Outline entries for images
'''

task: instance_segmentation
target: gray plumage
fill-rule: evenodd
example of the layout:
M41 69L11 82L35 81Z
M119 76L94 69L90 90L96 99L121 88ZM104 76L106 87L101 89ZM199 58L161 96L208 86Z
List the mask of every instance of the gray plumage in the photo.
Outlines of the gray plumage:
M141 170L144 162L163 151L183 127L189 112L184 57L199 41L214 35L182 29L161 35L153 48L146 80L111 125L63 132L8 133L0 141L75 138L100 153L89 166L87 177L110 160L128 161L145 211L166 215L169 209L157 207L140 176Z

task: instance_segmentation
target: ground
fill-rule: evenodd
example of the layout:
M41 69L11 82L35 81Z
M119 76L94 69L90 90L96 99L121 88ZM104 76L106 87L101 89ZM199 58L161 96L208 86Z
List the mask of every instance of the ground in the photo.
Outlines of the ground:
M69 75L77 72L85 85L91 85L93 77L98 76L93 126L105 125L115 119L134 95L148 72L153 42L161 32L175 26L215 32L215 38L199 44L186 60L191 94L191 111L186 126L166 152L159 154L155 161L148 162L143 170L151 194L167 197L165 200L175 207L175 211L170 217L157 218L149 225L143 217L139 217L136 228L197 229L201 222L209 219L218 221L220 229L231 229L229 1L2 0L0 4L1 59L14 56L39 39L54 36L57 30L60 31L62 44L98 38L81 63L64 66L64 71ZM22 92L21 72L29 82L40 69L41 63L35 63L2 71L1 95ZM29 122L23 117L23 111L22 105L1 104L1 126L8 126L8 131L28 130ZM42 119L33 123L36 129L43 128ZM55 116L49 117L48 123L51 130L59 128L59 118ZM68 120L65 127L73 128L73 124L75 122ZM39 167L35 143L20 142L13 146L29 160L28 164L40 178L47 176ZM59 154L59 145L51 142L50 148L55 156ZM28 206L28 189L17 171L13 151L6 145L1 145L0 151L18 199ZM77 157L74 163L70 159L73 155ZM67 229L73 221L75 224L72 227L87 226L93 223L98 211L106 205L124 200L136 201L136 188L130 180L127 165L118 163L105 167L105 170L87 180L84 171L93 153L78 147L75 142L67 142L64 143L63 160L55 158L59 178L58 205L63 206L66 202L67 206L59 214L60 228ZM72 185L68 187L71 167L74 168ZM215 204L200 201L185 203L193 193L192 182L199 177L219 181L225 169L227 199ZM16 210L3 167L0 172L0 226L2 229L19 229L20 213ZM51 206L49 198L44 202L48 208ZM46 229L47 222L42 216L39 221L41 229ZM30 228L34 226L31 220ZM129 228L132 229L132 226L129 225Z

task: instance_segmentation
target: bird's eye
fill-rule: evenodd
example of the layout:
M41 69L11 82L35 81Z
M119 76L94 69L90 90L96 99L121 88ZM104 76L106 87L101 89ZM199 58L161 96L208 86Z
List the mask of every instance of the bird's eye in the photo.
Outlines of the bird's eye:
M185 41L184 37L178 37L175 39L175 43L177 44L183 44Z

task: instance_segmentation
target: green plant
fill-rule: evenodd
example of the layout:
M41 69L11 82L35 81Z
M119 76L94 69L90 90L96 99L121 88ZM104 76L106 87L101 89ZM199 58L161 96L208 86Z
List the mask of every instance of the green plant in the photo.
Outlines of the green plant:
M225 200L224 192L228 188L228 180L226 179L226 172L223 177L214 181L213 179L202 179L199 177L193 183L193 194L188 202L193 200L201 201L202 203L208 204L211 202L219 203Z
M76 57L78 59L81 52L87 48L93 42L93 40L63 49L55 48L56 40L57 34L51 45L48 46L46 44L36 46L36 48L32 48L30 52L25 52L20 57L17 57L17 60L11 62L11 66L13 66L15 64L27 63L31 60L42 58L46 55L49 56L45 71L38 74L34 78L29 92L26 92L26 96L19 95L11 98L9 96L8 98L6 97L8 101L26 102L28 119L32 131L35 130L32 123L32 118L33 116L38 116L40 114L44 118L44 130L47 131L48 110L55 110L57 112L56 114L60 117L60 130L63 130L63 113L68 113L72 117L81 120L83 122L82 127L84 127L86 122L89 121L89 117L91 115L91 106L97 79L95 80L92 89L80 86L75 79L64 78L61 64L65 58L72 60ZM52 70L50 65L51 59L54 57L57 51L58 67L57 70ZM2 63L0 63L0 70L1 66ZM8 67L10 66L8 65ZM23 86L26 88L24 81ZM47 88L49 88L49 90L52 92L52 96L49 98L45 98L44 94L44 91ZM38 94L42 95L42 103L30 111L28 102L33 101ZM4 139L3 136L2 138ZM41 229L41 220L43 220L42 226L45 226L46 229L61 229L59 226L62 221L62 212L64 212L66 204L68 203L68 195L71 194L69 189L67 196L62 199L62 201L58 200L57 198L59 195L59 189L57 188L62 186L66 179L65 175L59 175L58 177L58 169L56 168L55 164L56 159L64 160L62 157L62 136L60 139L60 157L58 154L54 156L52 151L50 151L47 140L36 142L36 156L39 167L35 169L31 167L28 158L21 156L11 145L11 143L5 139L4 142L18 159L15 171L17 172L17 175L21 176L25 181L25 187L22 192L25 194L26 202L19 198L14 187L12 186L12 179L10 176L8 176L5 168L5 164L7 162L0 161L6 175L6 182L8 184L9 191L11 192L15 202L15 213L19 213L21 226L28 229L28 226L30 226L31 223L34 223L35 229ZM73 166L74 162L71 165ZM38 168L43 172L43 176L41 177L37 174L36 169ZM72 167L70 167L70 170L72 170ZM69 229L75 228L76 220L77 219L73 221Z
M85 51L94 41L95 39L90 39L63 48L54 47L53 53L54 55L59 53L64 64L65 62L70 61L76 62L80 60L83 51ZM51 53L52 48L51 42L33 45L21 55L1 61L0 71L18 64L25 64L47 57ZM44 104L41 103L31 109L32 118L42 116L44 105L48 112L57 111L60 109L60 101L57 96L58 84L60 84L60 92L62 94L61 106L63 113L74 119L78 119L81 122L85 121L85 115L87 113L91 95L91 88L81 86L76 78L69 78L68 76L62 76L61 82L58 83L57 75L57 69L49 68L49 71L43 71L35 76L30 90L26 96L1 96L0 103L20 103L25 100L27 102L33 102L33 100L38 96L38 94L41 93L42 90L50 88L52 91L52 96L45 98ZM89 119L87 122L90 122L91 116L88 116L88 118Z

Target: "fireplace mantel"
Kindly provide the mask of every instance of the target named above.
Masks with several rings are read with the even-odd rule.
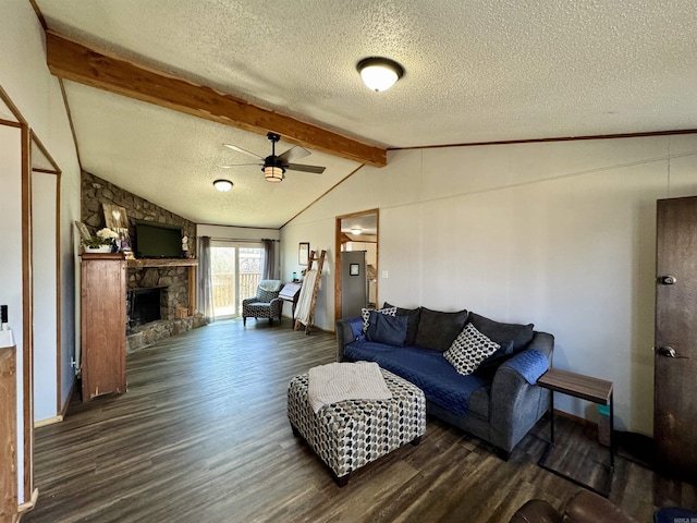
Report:
[[[145,267],[198,267],[197,259],[188,258],[138,258],[127,260],[130,269]]]
[[[196,267],[197,259],[189,258],[138,258],[127,259],[130,269],[145,269],[148,267],[188,267],[188,315],[196,314]]]

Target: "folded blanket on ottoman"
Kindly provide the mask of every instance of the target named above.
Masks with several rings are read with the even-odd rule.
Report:
[[[307,396],[315,413],[344,400],[390,400],[380,366],[374,362],[330,363],[308,373]]]

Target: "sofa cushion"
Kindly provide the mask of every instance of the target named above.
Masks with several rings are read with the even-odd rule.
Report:
[[[370,321],[366,338],[369,341],[387,343],[393,346],[404,346],[406,340],[406,316],[389,316],[370,311]]]
[[[353,340],[356,341],[358,338],[363,338],[363,318],[360,316],[355,316],[353,318],[346,318],[348,321],[348,326],[351,327],[351,333],[353,336]]]
[[[390,305],[388,302],[382,304],[382,308],[392,308],[394,305]],[[421,307],[416,308],[402,308],[396,307],[398,316],[406,316],[406,341],[404,342],[406,345],[415,345],[416,344],[416,332],[418,331],[418,319],[421,316]]]
[[[455,415],[467,413],[473,392],[491,382],[475,375],[462,376],[441,352],[417,346],[396,348],[372,341],[354,341],[346,345],[344,356],[354,362],[376,362],[416,385],[427,400]],[[484,410],[484,406],[479,409]]]
[[[549,369],[549,360],[540,351],[530,349],[521,351],[502,366],[512,368],[523,376],[528,384],[535,385],[538,378]]]
[[[455,370],[467,376],[499,349],[501,349],[500,344],[479,332],[474,325],[467,324],[443,356],[455,367]]]
[[[506,346],[510,342],[513,342],[513,352],[525,349],[533,340],[533,336],[535,336],[533,330],[535,326],[533,324],[502,324],[476,313],[469,313],[469,321],[479,332],[501,346]]]
[[[467,311],[441,313],[421,307],[415,344],[424,349],[445,352],[467,321]]]
[[[375,311],[375,308],[362,308],[360,309],[360,317],[363,318],[363,333],[364,335],[368,330],[368,325],[370,325],[370,312],[371,311]],[[396,307],[380,308],[380,309],[376,311],[376,313],[387,314],[388,316],[395,316],[396,315]]]

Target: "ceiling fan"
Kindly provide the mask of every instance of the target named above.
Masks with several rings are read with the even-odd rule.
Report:
[[[285,171],[302,171],[302,172],[311,172],[315,174],[321,174],[325,172],[325,167],[319,166],[305,166],[303,163],[291,163],[291,161],[305,158],[310,155],[310,151],[296,145],[291,147],[285,153],[276,156],[276,143],[281,139],[281,136],[276,133],[268,133],[266,135],[267,138],[271,142],[271,155],[264,158],[262,156],[256,155],[254,153],[249,153],[242,147],[237,147],[236,145],[222,144],[225,147],[244,153],[245,155],[254,156],[255,158],[261,160],[260,163],[236,163],[233,166],[222,166],[223,169],[230,169],[233,167],[241,166],[261,166],[261,172],[264,172],[264,178],[267,182],[281,182],[285,178]]]

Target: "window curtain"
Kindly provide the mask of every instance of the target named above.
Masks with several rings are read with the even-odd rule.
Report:
[[[264,244],[264,270],[261,271],[261,279],[278,280],[280,278],[276,240],[261,240],[261,243]]]
[[[200,238],[198,248],[198,312],[204,315],[206,323],[212,324],[213,313],[213,279],[210,267],[210,236]]]

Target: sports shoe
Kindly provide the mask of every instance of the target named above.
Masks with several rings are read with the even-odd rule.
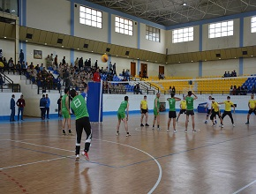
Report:
[[[79,161],[79,154],[77,154],[76,155],[76,161]]]
[[[89,159],[89,156],[88,156],[88,153],[87,153],[87,152],[83,152],[83,156],[85,156],[85,159],[87,160],[90,160],[90,159]]]

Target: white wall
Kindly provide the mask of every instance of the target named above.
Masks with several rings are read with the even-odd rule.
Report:
[[[199,76],[199,63],[167,64],[165,75],[172,77],[196,78]]]
[[[203,76],[222,76],[225,71],[237,71],[239,73],[239,60],[219,60],[219,61],[207,61],[203,62],[202,67]]]
[[[244,19],[244,47],[256,44],[256,33],[251,33],[251,18]]]
[[[41,50],[42,51],[42,59],[34,59],[34,50]],[[34,65],[46,63],[46,57],[48,55],[53,54],[55,57],[57,55],[58,63],[62,62],[63,57],[65,56],[66,63],[70,63],[70,50],[64,48],[58,48],[54,47],[47,47],[37,44],[26,44],[26,61],[28,63],[33,62]]]
[[[26,26],[36,29],[70,34],[70,1],[26,0]]]
[[[194,26],[194,39],[192,41],[172,43],[172,30],[166,31],[168,54],[197,52],[200,50],[200,26]]]
[[[102,28],[93,27],[79,23],[79,6],[74,8],[74,36],[108,42],[109,14],[102,11]]]
[[[208,38],[208,24],[203,25],[203,50],[212,50],[228,48],[239,47],[239,28],[240,22],[238,19],[234,19],[234,35],[220,37],[220,38]]]
[[[244,75],[256,74],[256,58],[244,58]]]
[[[15,44],[12,41],[0,39],[0,49],[3,49],[3,56],[8,61],[11,57],[14,60]]]
[[[146,25],[140,23],[140,49],[165,54],[165,30],[160,30],[160,42],[146,39]]]

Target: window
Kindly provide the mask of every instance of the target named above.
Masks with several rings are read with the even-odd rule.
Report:
[[[116,24],[116,27],[115,27],[116,33],[124,34],[127,35],[132,35],[133,22],[132,20],[116,16],[115,24]]]
[[[233,35],[234,21],[222,21],[215,24],[209,24],[209,38],[219,38]]]
[[[184,27],[172,31],[172,43],[192,41],[194,40],[194,28]]]
[[[102,28],[102,12],[88,7],[80,6],[79,22],[83,25]]]
[[[251,19],[251,32],[256,33],[256,16]]]
[[[146,39],[160,42],[160,29],[146,26]]]

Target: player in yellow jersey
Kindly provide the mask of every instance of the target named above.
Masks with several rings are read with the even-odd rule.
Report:
[[[179,111],[179,113],[177,115],[177,120],[176,120],[177,122],[177,120],[178,120],[178,118],[179,118],[179,116],[180,116],[181,114],[184,114],[185,115],[185,113],[186,113],[185,96],[184,96],[183,97],[183,101],[180,101],[179,107],[180,107],[180,111]]]
[[[148,107],[147,107],[147,95],[144,96],[144,99],[140,101],[140,113],[141,113],[141,117],[140,117],[140,127],[144,127],[143,123],[143,117],[145,115],[145,122],[146,124],[145,126],[148,127],[149,124],[147,124],[147,117],[148,117]]]
[[[254,100],[254,94],[251,94],[251,99],[248,101],[249,111],[247,114],[247,122],[245,124],[249,124],[249,119],[252,113],[256,115],[256,101]]]
[[[221,126],[220,127],[223,128],[222,115],[221,115],[221,111],[220,111],[220,105],[218,104],[218,102],[215,101],[215,98],[212,98],[212,110],[211,110],[210,119],[213,123],[213,126],[216,125],[214,122],[214,118],[215,116],[219,116],[219,118],[221,120]]]
[[[224,101],[223,102],[220,102],[219,104],[225,105],[225,110],[222,114],[222,119],[223,120],[226,116],[229,116],[230,118],[231,119],[231,123],[233,124],[233,127],[235,127],[234,119],[233,119],[232,113],[231,113],[231,107],[233,107],[233,108],[234,108],[234,113],[235,113],[236,108],[235,108],[234,103],[232,101],[230,101],[230,96],[227,97],[227,101]]]

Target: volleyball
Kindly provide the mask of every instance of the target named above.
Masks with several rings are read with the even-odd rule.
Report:
[[[109,60],[108,55],[104,54],[102,56],[102,62],[106,63]]]

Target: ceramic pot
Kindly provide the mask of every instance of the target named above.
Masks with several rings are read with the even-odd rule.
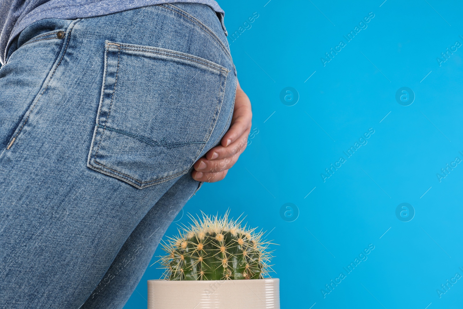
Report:
[[[148,280],[148,309],[280,309],[280,279]]]

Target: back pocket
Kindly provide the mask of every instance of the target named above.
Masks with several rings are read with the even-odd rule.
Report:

'''

### OBJECTIVE
Duplicate the rows word for word, from the very first line down through the line containing "Outlines of the gray", including both of those lines.

### RESULT FOR THIS TASK
task: instance_segmentation
target: gray plumage
fill-rule: evenodd
example of the layout:
M41 69L11 82L35 81Z
M119 76L94 69L90 90L96 99L121 88ZM104 76L106 87L101 89ZM199 58L161 96L208 86Z
List the mask of every instance of the gray plumage in the photo.
Outlines of the gray plumage:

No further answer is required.